Input data -
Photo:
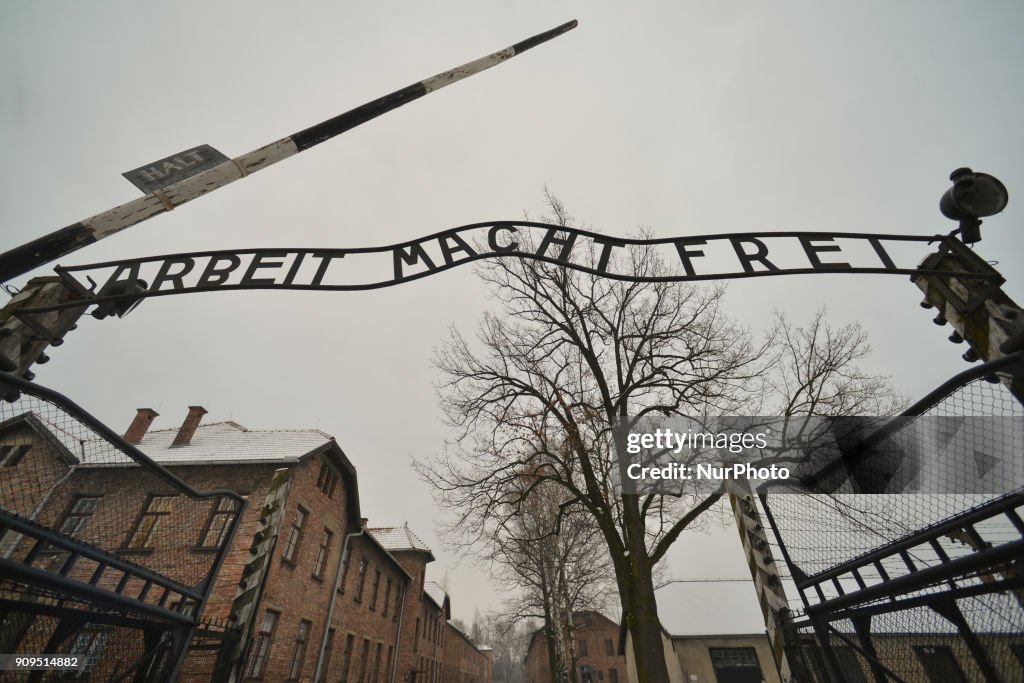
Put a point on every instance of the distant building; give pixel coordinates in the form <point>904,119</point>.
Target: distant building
<point>714,633</point>
<point>596,643</point>
<point>314,591</point>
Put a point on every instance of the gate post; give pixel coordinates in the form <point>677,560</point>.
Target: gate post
<point>24,337</point>
<point>978,309</point>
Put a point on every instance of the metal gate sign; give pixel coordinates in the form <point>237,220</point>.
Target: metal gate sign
<point>175,168</point>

Task brief -
Your reply should hold every line from the data that contains "pixel", copied in full.

Task response -
Put a point on every instance of the distant building; give pixel coordinates in the form <point>904,119</point>.
Put a point on every instance of the gate post; give pixel coordinates in the form <point>677,560</point>.
Put a point on every instance of the metal gate sign; give pixel coordinates in the form <point>237,220</point>.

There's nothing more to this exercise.